### EXTRACTED TEXT
========

How to work with the Copernicus DEM data on Earth Data Hub¶
This notebook will provide you guidance on how to access and use the https://data.earthdatahub.destine.eu/copernicus-dem/GLO-30-v0.zarr dataset on Earth Data Hub (EDH). The Copernicus DEM is a Digital Surface Model (DSM) representing the surface of the Earth including buildings, infrastructure and vegetation.
Goal of this tutorial¶
The goal of this tutorial is to visualize the copernicus DEM for the European area.
What you will learn:¶
- how to access the data
- select and reduce the data
- plot the results
To access datasets on Earth Data Hub you need to instruct your tools (xarray, Zarr, etc.) to use EDH personal access token when downloading the data.
To obtain a personal access token you first need to register to the Destination Earth platform. Then you can go to Earth Data Hub account settings where you can find your default personal access token or create others. After retrieving your personal access token, please cut and paste it below: ⤵
PAT = "your_personal_access_token"

========

### SET TASK
Continue the Copernicus DEM tutorial above, picking up after its last line.

### ENTRIES PROVIDED
========

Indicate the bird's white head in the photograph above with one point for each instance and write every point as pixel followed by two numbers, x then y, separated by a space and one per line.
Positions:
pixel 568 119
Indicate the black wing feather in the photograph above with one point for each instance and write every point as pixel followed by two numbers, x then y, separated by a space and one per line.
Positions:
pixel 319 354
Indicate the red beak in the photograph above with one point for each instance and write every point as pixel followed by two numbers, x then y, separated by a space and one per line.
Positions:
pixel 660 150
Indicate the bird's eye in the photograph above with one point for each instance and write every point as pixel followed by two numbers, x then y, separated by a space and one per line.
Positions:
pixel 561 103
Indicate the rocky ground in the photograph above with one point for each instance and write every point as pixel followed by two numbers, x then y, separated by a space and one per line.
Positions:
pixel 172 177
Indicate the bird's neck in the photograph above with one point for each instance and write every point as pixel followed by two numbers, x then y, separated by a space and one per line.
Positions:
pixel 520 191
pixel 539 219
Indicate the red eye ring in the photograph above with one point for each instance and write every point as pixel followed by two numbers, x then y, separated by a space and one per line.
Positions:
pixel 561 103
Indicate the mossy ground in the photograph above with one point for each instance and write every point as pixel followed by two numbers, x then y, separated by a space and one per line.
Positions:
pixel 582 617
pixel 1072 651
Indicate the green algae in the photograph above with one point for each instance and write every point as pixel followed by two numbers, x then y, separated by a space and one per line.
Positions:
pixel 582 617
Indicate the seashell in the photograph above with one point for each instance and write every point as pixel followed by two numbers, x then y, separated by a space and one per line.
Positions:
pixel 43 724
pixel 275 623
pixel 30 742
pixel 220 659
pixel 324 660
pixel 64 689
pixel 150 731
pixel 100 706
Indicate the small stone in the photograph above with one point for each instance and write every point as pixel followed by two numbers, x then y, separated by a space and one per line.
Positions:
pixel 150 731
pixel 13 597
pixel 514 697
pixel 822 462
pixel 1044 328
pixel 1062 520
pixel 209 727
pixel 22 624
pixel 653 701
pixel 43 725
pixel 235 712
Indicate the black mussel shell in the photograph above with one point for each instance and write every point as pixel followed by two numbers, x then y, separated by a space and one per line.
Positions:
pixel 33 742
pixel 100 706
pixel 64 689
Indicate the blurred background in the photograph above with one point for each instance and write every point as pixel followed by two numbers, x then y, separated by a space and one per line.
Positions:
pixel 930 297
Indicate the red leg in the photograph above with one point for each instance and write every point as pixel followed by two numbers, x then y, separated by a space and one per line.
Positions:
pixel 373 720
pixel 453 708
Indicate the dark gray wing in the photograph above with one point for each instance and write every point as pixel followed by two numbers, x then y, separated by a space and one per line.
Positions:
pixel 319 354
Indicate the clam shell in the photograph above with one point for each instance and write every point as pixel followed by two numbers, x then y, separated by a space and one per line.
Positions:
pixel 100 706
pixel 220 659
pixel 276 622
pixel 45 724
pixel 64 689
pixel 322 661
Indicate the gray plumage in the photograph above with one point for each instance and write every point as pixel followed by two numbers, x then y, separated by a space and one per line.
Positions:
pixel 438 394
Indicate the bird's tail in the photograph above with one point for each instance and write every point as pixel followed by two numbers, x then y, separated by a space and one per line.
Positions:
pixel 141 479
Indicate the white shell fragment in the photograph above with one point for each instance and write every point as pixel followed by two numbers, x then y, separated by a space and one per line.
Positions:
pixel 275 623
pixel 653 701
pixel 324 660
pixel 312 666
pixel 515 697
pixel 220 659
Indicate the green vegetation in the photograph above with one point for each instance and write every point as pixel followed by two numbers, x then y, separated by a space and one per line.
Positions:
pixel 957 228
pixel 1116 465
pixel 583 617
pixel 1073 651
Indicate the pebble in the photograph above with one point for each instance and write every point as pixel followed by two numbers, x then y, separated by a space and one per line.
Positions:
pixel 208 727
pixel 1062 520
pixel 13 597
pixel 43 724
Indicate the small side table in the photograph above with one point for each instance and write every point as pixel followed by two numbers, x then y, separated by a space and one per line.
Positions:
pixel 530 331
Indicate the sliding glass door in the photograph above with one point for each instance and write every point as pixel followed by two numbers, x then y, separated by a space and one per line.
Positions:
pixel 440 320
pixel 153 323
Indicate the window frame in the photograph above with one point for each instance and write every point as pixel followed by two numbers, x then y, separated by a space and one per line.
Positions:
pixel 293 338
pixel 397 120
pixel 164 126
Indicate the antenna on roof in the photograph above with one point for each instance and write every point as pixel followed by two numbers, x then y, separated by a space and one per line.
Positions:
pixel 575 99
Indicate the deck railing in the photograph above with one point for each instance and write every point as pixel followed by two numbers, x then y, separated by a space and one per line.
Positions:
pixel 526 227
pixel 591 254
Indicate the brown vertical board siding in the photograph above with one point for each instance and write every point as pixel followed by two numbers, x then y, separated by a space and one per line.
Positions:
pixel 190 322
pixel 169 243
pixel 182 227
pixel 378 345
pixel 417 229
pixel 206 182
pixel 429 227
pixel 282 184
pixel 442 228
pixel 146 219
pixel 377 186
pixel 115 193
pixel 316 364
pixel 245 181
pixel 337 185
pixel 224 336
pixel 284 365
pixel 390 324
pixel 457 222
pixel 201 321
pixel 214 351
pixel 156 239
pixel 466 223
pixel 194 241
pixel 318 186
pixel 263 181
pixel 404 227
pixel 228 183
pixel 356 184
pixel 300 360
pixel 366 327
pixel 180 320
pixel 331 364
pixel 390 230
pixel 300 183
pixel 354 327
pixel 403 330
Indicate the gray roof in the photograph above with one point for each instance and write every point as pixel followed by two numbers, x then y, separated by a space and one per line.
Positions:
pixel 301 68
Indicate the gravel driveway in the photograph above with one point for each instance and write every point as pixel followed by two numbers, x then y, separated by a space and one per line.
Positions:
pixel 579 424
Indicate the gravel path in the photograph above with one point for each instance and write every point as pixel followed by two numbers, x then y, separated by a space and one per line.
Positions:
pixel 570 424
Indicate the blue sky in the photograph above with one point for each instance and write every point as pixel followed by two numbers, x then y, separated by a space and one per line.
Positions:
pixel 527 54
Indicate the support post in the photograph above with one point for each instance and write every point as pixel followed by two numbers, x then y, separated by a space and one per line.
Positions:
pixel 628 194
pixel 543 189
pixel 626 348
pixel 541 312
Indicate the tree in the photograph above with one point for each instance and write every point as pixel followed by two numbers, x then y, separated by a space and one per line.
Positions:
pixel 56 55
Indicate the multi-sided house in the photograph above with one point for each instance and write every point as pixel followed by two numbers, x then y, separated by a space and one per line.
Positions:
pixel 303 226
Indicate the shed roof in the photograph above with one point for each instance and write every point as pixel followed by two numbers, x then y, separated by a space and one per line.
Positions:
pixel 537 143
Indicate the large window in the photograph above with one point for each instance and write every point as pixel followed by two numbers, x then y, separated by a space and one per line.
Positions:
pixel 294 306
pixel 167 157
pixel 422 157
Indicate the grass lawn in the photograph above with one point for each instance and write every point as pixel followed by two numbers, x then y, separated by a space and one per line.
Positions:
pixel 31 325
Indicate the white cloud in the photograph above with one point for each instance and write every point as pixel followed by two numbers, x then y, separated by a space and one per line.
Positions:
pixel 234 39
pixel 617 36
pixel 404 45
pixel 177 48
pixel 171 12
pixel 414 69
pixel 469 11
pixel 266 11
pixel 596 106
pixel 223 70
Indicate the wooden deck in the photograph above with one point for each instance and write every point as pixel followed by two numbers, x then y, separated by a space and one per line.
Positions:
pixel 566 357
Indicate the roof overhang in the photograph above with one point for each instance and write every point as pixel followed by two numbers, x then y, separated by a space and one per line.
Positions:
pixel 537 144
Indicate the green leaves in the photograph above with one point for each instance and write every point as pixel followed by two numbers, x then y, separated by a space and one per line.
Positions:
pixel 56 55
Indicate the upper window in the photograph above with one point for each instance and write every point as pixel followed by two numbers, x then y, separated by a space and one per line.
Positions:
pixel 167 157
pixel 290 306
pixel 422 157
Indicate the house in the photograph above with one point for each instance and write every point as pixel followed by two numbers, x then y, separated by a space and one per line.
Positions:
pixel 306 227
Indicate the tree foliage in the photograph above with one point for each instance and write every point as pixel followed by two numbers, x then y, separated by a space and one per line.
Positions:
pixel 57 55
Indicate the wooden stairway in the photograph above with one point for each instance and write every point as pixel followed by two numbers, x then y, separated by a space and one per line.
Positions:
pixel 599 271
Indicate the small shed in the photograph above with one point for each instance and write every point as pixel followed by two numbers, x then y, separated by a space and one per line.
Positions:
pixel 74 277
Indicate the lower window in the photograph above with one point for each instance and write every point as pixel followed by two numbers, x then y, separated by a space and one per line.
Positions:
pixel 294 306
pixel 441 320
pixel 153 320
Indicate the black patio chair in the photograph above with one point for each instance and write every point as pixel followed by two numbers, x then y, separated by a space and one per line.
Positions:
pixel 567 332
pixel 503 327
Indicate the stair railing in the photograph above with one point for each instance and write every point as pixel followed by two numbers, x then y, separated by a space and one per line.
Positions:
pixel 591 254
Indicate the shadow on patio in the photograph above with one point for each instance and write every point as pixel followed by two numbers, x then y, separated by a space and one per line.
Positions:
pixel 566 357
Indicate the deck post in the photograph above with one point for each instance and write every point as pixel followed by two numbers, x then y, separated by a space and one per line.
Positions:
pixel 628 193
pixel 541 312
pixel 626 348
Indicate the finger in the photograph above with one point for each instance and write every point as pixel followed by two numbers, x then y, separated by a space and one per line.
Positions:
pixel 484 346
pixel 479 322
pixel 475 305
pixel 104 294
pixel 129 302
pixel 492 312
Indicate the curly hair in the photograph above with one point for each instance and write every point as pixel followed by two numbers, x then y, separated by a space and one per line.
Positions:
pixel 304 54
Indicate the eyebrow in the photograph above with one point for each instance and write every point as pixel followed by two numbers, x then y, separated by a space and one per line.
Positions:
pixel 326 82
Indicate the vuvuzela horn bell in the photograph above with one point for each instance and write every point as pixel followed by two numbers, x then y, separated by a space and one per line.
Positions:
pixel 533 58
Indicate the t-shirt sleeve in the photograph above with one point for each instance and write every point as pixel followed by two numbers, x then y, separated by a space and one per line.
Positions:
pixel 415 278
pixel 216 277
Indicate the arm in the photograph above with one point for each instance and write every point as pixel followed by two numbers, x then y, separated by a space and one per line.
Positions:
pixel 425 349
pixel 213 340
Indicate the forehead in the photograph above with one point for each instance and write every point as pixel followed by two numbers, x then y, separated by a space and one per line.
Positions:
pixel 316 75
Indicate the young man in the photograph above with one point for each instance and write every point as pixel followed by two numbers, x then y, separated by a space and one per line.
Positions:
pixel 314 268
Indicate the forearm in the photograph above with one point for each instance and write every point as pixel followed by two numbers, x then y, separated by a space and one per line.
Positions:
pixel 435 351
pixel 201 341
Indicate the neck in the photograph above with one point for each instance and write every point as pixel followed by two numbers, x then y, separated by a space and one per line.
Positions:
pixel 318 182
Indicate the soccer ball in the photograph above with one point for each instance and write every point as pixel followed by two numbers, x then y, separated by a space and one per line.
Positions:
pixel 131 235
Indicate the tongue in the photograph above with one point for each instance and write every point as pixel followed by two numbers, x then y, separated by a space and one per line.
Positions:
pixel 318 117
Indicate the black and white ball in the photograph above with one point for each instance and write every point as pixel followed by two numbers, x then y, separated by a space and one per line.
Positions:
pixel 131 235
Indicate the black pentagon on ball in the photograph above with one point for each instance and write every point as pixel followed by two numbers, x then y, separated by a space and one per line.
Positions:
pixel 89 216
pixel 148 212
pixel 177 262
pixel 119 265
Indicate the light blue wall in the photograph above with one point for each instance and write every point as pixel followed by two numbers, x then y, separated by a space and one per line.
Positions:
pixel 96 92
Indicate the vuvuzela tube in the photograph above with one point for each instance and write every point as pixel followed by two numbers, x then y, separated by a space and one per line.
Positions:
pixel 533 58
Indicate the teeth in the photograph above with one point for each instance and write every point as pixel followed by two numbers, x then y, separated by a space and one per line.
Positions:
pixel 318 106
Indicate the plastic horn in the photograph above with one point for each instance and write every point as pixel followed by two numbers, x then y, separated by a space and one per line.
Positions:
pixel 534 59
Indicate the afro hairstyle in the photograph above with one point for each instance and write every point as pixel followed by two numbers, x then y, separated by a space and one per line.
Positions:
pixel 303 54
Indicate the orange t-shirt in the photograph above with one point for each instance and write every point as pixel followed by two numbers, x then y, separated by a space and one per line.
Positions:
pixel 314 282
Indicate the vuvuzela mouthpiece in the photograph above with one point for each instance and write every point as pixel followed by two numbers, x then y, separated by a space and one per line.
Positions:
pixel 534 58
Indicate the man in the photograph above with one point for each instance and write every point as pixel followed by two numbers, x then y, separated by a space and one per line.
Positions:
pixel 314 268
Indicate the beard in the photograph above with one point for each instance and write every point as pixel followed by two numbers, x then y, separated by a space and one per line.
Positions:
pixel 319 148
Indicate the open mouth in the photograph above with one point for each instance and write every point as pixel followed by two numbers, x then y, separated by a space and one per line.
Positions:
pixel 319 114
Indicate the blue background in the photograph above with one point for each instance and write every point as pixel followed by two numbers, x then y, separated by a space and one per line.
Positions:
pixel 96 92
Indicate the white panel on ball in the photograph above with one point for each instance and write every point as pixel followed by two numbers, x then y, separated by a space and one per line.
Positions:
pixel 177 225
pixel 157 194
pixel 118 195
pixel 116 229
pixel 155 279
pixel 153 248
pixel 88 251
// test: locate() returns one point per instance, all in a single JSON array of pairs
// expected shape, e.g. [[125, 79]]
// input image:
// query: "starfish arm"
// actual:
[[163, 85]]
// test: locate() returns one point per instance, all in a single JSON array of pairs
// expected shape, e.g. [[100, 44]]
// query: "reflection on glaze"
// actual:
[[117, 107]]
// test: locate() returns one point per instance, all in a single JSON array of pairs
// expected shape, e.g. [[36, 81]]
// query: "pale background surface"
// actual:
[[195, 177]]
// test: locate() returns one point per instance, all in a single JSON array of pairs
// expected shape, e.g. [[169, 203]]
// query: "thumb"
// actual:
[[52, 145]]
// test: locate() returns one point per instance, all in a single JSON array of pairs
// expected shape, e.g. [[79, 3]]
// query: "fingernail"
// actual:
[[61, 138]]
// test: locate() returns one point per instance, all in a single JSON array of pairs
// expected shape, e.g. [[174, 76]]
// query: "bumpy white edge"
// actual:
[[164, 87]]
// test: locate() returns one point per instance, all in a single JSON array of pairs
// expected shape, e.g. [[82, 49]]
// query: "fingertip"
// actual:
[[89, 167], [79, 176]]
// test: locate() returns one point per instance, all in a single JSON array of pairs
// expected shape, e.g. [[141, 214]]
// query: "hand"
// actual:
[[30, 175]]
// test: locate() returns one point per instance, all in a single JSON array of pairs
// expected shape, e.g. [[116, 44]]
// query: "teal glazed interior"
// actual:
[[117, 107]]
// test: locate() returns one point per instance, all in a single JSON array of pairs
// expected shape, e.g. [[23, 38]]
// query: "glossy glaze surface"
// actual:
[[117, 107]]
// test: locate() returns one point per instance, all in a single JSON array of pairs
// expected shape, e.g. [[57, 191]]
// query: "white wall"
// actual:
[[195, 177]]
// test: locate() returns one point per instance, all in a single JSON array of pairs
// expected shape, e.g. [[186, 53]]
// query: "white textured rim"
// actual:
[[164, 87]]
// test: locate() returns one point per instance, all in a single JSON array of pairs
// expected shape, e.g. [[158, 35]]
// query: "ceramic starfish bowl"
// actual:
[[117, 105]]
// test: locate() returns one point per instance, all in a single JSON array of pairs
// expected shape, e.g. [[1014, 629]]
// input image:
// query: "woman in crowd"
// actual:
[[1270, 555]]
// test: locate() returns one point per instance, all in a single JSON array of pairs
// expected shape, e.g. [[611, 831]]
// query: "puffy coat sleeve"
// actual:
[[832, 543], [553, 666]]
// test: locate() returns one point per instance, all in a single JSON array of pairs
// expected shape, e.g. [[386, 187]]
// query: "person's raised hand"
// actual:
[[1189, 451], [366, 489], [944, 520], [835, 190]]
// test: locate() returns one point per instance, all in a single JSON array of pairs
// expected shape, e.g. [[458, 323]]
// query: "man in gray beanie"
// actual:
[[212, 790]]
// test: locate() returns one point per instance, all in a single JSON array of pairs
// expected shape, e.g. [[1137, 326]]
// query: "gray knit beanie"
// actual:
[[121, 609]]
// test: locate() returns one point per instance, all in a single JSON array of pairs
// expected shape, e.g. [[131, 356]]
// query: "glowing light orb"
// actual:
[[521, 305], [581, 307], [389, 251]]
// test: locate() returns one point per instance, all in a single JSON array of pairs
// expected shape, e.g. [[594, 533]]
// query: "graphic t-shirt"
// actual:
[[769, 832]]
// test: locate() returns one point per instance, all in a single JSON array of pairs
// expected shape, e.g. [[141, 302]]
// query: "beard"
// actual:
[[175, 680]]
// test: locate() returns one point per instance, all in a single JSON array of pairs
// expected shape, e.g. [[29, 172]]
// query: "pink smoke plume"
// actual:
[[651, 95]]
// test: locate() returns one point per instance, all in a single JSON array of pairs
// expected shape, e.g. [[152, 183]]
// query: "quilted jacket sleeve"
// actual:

========

### EXERCISE ANSWER
# e.g. PAT="edh_pat_44bbb7e9192a4c6bb47ddf07d07564eee5d17de8dfc48f7118f88e3bc4a4157f8fe2403f5aa0a2d53441b6922ea9a33a"
Working with EDH data¶
Datasets on EDH are often very large and remotely hosted. Typical use imply a selection of the data followed by one or more reduction steps to be performed in a local or distributed Dask environment.
The structure of a workflow that uses EDH data tipically looks like this:
- data access
- data selection
- (optional) data reduction
- data download
- further operations and visualization
Xarray and Dask work together following a lazy principle. This means that when you access and manipulate a Zarr store the data is in not immediately downloaded and loaded in memory. Instead, Dask constructs a task graph that represents the operations to be performed.
A smart user will first reduce the amount of data that needs to be downloaded and explicitly call compute()
on it. Once the compute()
operation is complete the data is loaded into memory and available for subsequent fast processing.
1. Data access¶
To access the data, only the dataset metadata must be downloaded. Xarray does this automatically when you access a Zarr dataset:
import xarray as xr
ds = xr.open_dataset(
f"https://edh:{PAT}@data.earthdatahub.destine.eu/copernicus-dem/GLO-30-v0.zarr",
chunks={},
engine="zarr",
decode_coords="all",
mask_and_scale=False,
)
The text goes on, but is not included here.